**Directive**
Below are some records; give them all again exactly, but not the pictures.

[Coordinate annotation entries]
=-=-=-=-=

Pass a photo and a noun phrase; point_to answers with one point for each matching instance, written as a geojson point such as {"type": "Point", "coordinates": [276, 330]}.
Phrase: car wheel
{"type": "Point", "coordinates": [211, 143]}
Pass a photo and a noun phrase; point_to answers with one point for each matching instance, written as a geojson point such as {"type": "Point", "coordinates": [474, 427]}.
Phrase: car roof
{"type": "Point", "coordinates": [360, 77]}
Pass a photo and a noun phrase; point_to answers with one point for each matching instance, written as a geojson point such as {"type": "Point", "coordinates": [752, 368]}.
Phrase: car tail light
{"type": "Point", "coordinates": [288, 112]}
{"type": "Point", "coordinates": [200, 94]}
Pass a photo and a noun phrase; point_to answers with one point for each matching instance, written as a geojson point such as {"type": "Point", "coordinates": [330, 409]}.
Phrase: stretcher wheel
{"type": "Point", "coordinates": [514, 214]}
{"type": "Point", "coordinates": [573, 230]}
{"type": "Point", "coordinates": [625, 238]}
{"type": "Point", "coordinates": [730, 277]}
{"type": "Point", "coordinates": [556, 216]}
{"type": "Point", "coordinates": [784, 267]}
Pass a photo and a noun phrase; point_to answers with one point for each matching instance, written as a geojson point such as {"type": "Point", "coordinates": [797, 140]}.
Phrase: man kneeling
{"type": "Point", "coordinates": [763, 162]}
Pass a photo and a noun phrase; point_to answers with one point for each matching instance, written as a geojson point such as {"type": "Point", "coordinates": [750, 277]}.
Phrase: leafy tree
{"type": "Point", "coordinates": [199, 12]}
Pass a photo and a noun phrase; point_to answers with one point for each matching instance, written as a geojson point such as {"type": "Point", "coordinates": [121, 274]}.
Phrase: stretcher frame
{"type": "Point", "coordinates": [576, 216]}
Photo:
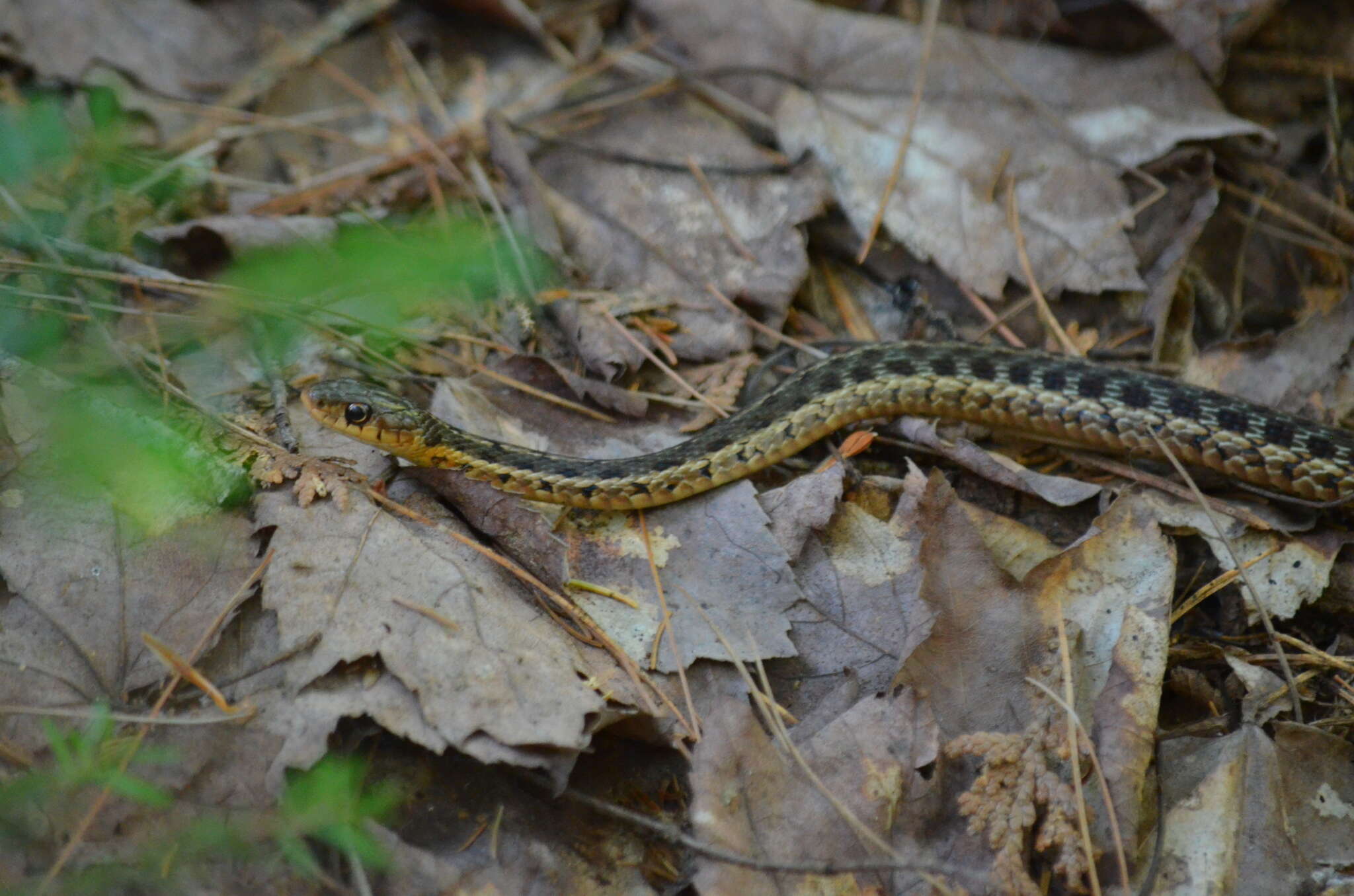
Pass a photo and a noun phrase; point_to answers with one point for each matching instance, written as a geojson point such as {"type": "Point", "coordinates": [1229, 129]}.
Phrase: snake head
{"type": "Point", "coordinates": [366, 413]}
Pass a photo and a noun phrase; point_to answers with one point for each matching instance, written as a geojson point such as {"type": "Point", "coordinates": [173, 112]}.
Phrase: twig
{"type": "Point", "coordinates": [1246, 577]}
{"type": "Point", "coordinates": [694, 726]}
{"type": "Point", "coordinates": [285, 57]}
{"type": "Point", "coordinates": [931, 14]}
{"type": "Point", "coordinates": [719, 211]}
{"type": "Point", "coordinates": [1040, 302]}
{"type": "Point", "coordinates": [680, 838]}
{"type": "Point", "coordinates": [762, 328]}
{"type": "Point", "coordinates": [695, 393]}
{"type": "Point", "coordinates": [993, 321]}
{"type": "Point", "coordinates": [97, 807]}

=-=-=-=-=

**Finished exercise**
Pass a photo and a noun phrase; point_to answers with one point for each matching instance, written as a geojson point such as {"type": "Point", "coordinates": [276, 330]}.
Phrase: car wheel
{"type": "Point", "coordinates": [211, 143]}
Pass a photo and a noun phrase; point_to answers with one point for each matching instance, written as a geojson point such as {"type": "Point", "coordinates": [474, 427]}.
Phrase: car roof
{"type": "Point", "coordinates": [360, 77]}
Pass a photo and a noun phrase; point_to answers with one point for each matching instance, written as a geojson point such as {"type": "Point", "coordinates": [752, 368]}.
Phrase: car tail light
{"type": "Point", "coordinates": [288, 112]}
{"type": "Point", "coordinates": [200, 94]}
Pass a photo and a noun phrase; point_to answers with one point for each matching instance, written as a geojson point such as {"type": "Point", "coordinates": [330, 409]}.
Phrase: stretcher wheel
{"type": "Point", "coordinates": [514, 214]}
{"type": "Point", "coordinates": [573, 230]}
{"type": "Point", "coordinates": [625, 238]}
{"type": "Point", "coordinates": [730, 277]}
{"type": "Point", "coordinates": [556, 216]}
{"type": "Point", "coordinates": [784, 267]}
Pass a photo and a noun phrase; point_to answers with one point for each matching instance, written as a geojson point such as {"type": "Point", "coordinates": [797, 140]}.
Phrase: man kneeling
{"type": "Point", "coordinates": [763, 162]}
Pass a photo and a noun phrase; point_to answers with one point for each matching instance, written as a geojson point such as {"type": "Point", "coordinates": [750, 277]}.
Phrase: leafy tree
{"type": "Point", "coordinates": [199, 12]}
Pass a photo and a noun phrase; point_to answers with one point for each matching instance, written as a geojson point such as {"type": "Point", "coordinates": [121, 274]}.
Phrase: stretcher frame
{"type": "Point", "coordinates": [576, 216]}
Photo:
Pass a photo and a noun phrase; point_to answers with one point for each matching instance, written as a geojson point such as {"type": "Point", "coordinates": [1229, 129]}.
Phrase: snake head
{"type": "Point", "coordinates": [366, 413]}
Pass a photo and a noun phrase; point_to answers with one point for each matching instance, written as a geojson point such as {"type": "Point", "coordinates": [173, 112]}.
Phrase: twig
{"type": "Point", "coordinates": [1246, 577]}
{"type": "Point", "coordinates": [694, 726]}
{"type": "Point", "coordinates": [285, 57]}
{"type": "Point", "coordinates": [931, 14]}
{"type": "Point", "coordinates": [719, 211]}
{"type": "Point", "coordinates": [1040, 302]}
{"type": "Point", "coordinates": [680, 838]}
{"type": "Point", "coordinates": [762, 328]}
{"type": "Point", "coordinates": [695, 393]}
{"type": "Point", "coordinates": [993, 321]}
{"type": "Point", "coordinates": [97, 807]}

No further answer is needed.